Shaken & Stirred - The Playwright


NOTES FROM THE AUTHOR
Bowery Bum.
That’s the politically incorrect term that could have applied to my paternal grandfather James, except that he didn’t come from the Bowery. He came, originally, from County Galway in Ireland to the great city of New York. His wife, my grandmother Catherine, came from County Monaghan.
Grandpa James didn’t live in the Bowery, either. He and my grandmother settled into a tenement on West 51st St. in a neighborhood affectionately known to this day as Hell’s Kitchen, which at the time – the time being the late 19th, early 20th century - was a bastion of poor and working class Irish immigrants.
James, Catherine, and their three boys fell under the category of “poor.” In fact, I believe “dirt poor” would be a more accurate description. You see, James could not hold down a job to support his family – he was an active alcoholic. So when Catherine had finally had enough, she showed the iron backbone with which God blessed all Irish women and threw him out, making him homeless and making my father, the oldest son, man of the house. He was eleven at the time. He quit school, lied about his age, and went to work, while his mother got the rent lowered by scrubbing the halls and stairways in their tenement.

* [THE REQUEST]
Continue the author's note about James, Catherine, and their family in Hell's Kitchen, starting after its last sentence.

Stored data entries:
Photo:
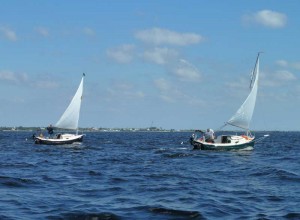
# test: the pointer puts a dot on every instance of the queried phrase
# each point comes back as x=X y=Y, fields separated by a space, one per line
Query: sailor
x=209 y=135
x=50 y=130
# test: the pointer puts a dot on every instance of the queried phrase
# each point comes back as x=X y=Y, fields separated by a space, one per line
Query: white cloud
x=8 y=34
x=268 y=18
x=162 y=84
x=169 y=92
x=125 y=89
x=277 y=78
x=160 y=36
x=282 y=63
x=89 y=32
x=12 y=77
x=45 y=84
x=42 y=31
x=122 y=54
x=186 y=71
x=284 y=75
x=160 y=56
x=286 y=64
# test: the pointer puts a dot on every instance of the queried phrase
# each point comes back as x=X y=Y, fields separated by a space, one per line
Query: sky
x=170 y=64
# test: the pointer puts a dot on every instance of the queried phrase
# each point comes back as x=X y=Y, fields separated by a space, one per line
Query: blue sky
x=170 y=64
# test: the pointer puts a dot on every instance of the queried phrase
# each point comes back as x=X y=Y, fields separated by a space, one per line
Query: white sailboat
x=69 y=120
x=241 y=119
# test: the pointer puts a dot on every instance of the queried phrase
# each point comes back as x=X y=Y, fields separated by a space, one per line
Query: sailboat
x=241 y=119
x=69 y=120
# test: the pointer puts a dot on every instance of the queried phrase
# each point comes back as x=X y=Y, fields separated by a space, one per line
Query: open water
x=148 y=176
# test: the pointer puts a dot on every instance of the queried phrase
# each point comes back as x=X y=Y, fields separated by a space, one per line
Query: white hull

* [TASK RESULT]
Fast forward almost twenty years later. My parents, not yet married, were out on the town in Manhattan with a group of friends when a panhandler approached them for money. My Dad recognized the vagrant as his father, pulled him aside, briefly spoke to him, and gave him a few bucks. As far as I know, that was the first time he’d seen James since he left home. It was also the last. Some years later someone – I don’t know who – notified my Dad that his father had died. My father paid to have him buried. Where, I don’t know.
The interesting part of this story is that it all came to me from my mother and my siblings. My father never spoke to me of Grandpa James. Never once.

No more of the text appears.